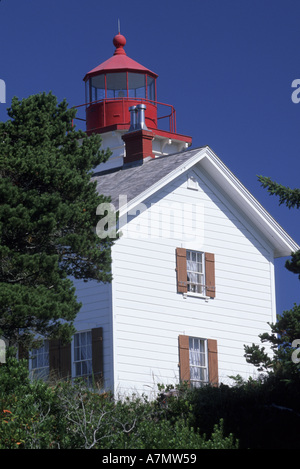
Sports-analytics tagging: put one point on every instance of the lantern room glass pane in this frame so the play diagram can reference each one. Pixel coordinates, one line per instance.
(116, 85)
(97, 88)
(136, 85)
(151, 88)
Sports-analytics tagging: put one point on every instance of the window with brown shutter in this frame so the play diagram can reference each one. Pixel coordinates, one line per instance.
(59, 360)
(97, 355)
(181, 270)
(184, 363)
(195, 272)
(198, 370)
(212, 349)
(210, 275)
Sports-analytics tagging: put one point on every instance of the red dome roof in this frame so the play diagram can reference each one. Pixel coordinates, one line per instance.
(119, 61)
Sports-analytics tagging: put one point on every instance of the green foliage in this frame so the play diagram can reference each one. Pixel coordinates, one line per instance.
(286, 330)
(287, 196)
(37, 415)
(47, 219)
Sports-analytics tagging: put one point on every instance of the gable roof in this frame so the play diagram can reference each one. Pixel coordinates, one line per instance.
(138, 182)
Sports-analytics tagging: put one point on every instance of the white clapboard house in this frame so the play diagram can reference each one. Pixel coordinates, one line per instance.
(193, 272)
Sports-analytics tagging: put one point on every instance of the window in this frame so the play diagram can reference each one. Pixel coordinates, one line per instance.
(198, 360)
(39, 363)
(83, 355)
(195, 272)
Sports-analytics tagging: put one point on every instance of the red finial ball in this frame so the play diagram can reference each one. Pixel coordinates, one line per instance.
(119, 42)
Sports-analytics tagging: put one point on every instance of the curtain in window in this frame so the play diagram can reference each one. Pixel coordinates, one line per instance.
(83, 353)
(194, 271)
(197, 354)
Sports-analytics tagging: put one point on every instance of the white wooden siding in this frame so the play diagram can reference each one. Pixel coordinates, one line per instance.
(149, 314)
(96, 312)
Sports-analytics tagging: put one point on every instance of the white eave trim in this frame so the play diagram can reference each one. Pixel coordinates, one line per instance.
(283, 245)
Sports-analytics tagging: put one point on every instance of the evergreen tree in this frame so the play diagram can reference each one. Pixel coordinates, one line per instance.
(285, 334)
(47, 219)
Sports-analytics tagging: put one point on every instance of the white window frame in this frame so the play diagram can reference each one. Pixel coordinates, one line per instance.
(82, 366)
(195, 287)
(39, 362)
(198, 361)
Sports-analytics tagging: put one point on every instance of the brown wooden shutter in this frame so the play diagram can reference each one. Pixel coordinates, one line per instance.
(23, 352)
(60, 359)
(184, 358)
(210, 275)
(212, 348)
(97, 355)
(181, 270)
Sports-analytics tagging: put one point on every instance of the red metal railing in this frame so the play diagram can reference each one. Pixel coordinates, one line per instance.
(170, 116)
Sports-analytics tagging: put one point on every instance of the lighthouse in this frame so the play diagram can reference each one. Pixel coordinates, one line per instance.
(121, 104)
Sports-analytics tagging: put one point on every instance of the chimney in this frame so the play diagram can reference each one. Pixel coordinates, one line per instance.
(138, 139)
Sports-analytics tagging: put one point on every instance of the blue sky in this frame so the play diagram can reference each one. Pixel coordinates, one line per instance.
(227, 67)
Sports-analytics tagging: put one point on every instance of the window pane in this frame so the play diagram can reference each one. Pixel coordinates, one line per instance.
(136, 85)
(40, 361)
(97, 88)
(198, 362)
(195, 274)
(151, 88)
(83, 354)
(116, 85)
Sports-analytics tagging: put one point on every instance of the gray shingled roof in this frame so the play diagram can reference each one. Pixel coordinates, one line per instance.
(132, 180)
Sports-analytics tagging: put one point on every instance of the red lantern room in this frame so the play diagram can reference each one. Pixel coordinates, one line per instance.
(114, 86)
(121, 98)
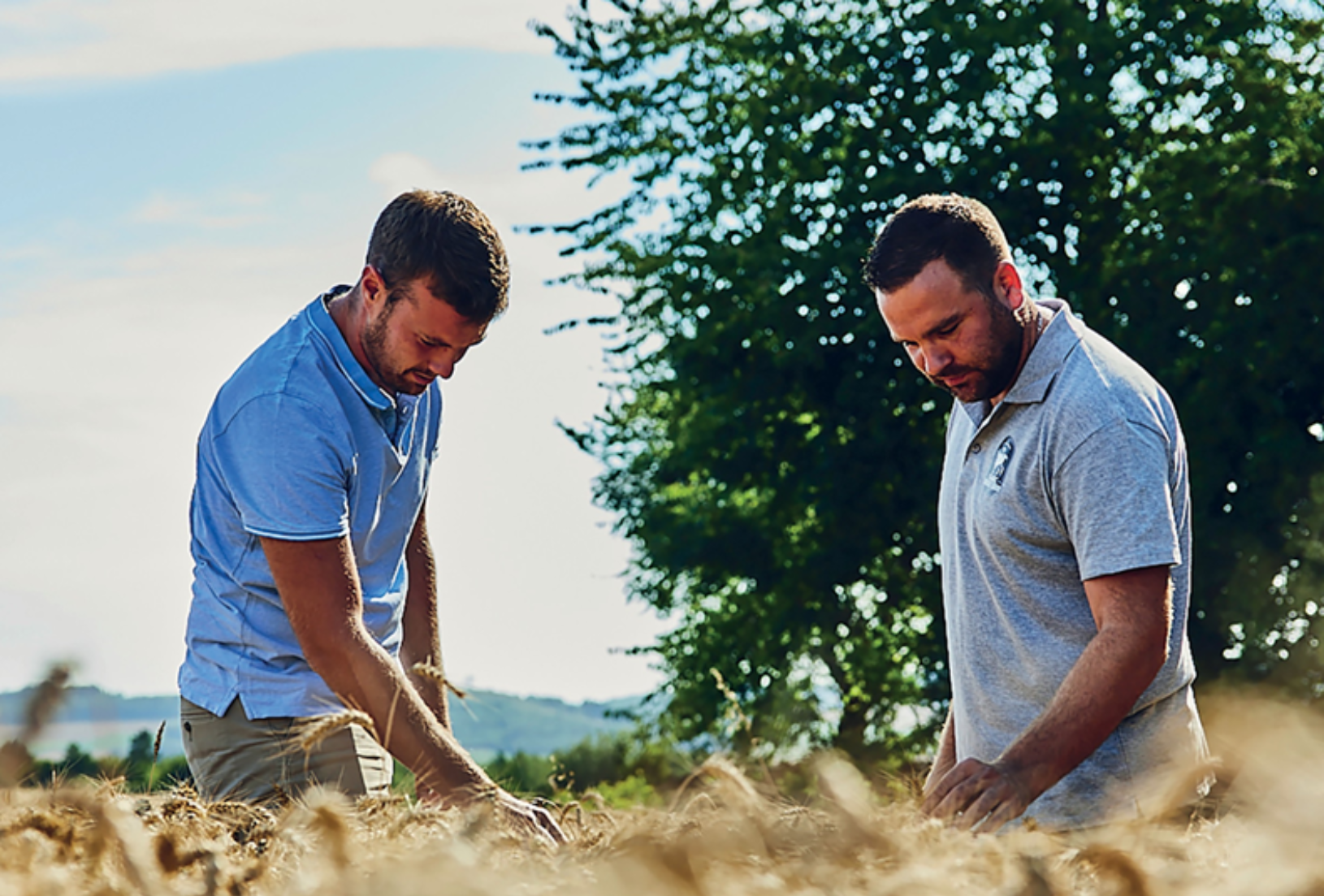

Work instructions>
Locate every line in the entries that contains the word "wooden" and copy each of those lines in full.

Answer for this exercise>
Sports-analytics tagging: put one point on every instance of the white wooden siding in this frame so the play diagram can reference each one. Pixel coordinates, one line per instance.
Sports-analytics tagging: put one point on every instance of the brown wooden shutter in this frame so the play diagram can reference each one. Pixel coordinates, one line per instance.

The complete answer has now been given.